From the discussion of knowledge collapse, list each condition the simulation study identifies as mitigating the harm.

## EXCERPTED PASSAGE
------------------------
Table of Links
The media, filter bubbles and echo chambers
Network effects and Information Cascades
Discussion
We provide a theoretical framework for defining “knowledge collapse”, whereby dependence on generative AI such as large language models may lead to a reduction in the long-tails of knowledge. Our simulation study suggests that such harm can be mitigated to the extent that (a) we are aware of the of the possible value of niche, specialized and eccentric perspectives that may be neglected by AI-generated data and continue to seek them out, (b) AI-systems are not recursively interdependent, as occurs if they use other AI-generated content as inputs or suffer from other generational effects, and (c) AI-generated content is as representative as possible of the full distribution of knowledge.
Each of these suggest practical implications for how to manage AI adoption. First, while our work does not justify an outright ban, measures should be put in place to ensure safeguards against widespread or complete reliance on AI models. For every hundred people who read a one-paragraph summary of a book, there should be a human somewhere who takes the time to sit down and read it, in hopes that she can then provide feedback
on distortions or simplifications introduced elsewhere. One extension to the model would be to allow for generational change but endogenize the choice of public subsidies to protect ‘tail’ knowledge. This is arguably what is done by governments that support academic and artistic endeavors that would otherwise have been underprovided by the private market. Protecting the diversity of information means also paying attention to the effect of AI adoption on the revenue streams of journalists that produce and not merely transmit information (e.g. Cage´, 2016).
Secondly, there is an obvious need to avoid building recursively dependent AI systems (e.g. where one LLM or agent provides answers based on another AI-generated summary, etc.) and thereby playing an LLM-mediated game of ‘telephone’. At a minimum, this requires a concerted effort to distinguish human- from AI-generated data. Preserving access to ‘unmediated’ texts, such as through a well-conceived retrieval augmented generation approach, can preserve the long-tails of knowledge (Delile et al., 2024), as may generating multiple results and re-ranking (Li et al., 2023).
Finally, while much recent attention has been on the problem of LLMs misleadingly presenting fiction as fact (hallucination), this may be less of an issue than the problem of representativeness across a distribution of possible responses. Hallucination of verifiable, concrete facts is often easy to correct for. Yet many real world questions do not have well-defined, verifiably true and false answers. If a user asks, for example, “What causes inflation?” and a LLM answers “monetary policy”, the problem isn’t one of hallucination, but of the failure to reflect the full-distribution of possible answers to the question, or at least provide an overview of the main schools of economic thought.
------------------------
(Referring expression pointing data)
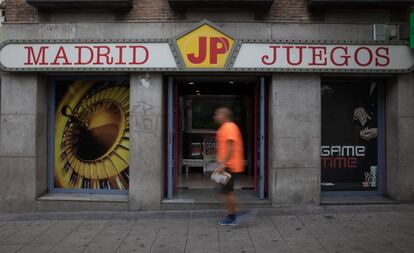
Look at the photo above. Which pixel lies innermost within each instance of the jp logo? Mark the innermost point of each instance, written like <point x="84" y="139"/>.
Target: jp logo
<point x="205" y="47"/>
<point x="218" y="46"/>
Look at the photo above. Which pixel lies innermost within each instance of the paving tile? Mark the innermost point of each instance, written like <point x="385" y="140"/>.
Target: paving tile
<point x="10" y="248"/>
<point x="172" y="236"/>
<point x="235" y="239"/>
<point x="364" y="237"/>
<point x="38" y="248"/>
<point x="11" y="228"/>
<point x="202" y="236"/>
<point x="332" y="239"/>
<point x="141" y="237"/>
<point x="57" y="232"/>
<point x="296" y="236"/>
<point x="101" y="247"/>
<point x="30" y="232"/>
<point x="265" y="236"/>
<point x="68" y="247"/>
<point x="387" y="228"/>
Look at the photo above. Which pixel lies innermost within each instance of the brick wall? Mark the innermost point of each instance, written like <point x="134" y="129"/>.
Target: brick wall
<point x="20" y="11"/>
<point x="287" y="10"/>
<point x="281" y="10"/>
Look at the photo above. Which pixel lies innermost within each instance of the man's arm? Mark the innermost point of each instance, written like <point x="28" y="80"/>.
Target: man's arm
<point x="227" y="157"/>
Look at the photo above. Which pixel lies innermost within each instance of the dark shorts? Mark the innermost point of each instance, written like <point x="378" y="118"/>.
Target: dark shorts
<point x="229" y="187"/>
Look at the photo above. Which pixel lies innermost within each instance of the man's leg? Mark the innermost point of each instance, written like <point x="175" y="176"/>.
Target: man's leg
<point x="231" y="203"/>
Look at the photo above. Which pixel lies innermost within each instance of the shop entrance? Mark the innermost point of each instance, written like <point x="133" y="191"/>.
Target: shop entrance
<point x="191" y="149"/>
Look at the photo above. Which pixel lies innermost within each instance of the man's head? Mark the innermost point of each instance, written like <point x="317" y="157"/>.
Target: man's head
<point x="223" y="114"/>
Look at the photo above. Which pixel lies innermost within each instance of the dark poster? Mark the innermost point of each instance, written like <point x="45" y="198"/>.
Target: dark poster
<point x="92" y="135"/>
<point x="349" y="136"/>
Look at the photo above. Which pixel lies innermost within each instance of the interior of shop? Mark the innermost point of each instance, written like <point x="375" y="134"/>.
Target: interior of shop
<point x="196" y="101"/>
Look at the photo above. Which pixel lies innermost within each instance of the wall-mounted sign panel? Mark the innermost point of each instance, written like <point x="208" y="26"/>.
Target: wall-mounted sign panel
<point x="99" y="56"/>
<point x="314" y="57"/>
<point x="205" y="47"/>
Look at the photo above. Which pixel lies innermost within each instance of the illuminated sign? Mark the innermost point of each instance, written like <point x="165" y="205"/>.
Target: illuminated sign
<point x="205" y="47"/>
<point x="323" y="57"/>
<point x="83" y="56"/>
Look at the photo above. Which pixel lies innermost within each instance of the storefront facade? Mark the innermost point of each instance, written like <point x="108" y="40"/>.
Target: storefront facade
<point x="116" y="116"/>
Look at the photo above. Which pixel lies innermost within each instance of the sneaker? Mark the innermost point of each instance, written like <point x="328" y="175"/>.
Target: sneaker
<point x="228" y="221"/>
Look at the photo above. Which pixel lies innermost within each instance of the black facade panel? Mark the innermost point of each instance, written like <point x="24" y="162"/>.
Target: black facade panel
<point x="82" y="4"/>
<point x="314" y="4"/>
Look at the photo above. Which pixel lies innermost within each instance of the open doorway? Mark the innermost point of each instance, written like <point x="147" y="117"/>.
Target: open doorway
<point x="192" y="103"/>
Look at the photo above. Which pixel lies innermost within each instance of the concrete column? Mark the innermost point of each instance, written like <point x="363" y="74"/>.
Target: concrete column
<point x="146" y="154"/>
<point x="295" y="102"/>
<point x="400" y="138"/>
<point x="18" y="141"/>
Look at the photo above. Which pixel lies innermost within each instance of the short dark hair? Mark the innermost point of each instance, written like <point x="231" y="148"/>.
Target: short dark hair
<point x="226" y="111"/>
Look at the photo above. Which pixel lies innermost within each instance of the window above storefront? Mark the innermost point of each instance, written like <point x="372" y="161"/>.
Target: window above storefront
<point x="82" y="4"/>
<point x="314" y="4"/>
<point x="254" y="5"/>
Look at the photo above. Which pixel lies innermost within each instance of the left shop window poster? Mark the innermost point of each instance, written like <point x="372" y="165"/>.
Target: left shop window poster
<point x="91" y="139"/>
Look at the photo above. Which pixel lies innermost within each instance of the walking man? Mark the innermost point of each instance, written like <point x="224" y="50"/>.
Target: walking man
<point x="230" y="157"/>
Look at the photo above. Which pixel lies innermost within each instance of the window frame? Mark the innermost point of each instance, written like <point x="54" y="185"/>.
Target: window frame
<point x="52" y="83"/>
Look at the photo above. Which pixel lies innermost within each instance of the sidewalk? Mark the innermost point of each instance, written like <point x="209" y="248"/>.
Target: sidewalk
<point x="366" y="228"/>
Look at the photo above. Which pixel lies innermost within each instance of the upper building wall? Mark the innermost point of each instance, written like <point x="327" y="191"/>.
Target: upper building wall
<point x="159" y="10"/>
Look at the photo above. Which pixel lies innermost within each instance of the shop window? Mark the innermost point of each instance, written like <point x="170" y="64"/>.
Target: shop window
<point x="351" y="131"/>
<point x="90" y="135"/>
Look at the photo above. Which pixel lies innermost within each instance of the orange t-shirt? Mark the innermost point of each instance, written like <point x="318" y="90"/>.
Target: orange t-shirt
<point x="230" y="131"/>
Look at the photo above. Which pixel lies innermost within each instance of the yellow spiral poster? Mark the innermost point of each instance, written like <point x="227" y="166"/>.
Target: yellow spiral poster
<point x="92" y="135"/>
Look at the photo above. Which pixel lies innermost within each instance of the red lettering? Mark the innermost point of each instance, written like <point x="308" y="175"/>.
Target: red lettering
<point x="121" y="56"/>
<point x="344" y="56"/>
<point x="202" y="52"/>
<point x="318" y="56"/>
<point x="352" y="162"/>
<point x="61" y="54"/>
<point x="288" y="57"/>
<point x="357" y="55"/>
<point x="38" y="59"/>
<point x="215" y="50"/>
<point x="265" y="58"/>
<point x="134" y="54"/>
<point x="80" y="55"/>
<point x="384" y="55"/>
<point x="100" y="54"/>
<point x="333" y="162"/>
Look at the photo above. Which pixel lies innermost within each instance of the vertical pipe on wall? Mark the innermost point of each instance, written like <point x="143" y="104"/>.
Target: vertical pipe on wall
<point x="381" y="137"/>
<point x="170" y="138"/>
<point x="262" y="141"/>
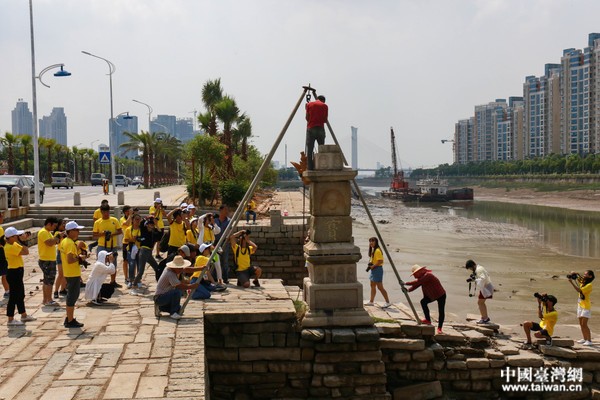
------------------------
## TASK RESPONSE
(a) We are aware of the possible value of niche, specialized and eccentric perspectives that AI-generated data may neglect, and we continue to seek them out.
(b) AI systems are not recursively interdependent, as happens when they use other AI-generated content as inputs or suffer from other generational effects.
(c) AI-generated content is as representative as possible of the full distribution of knowledge.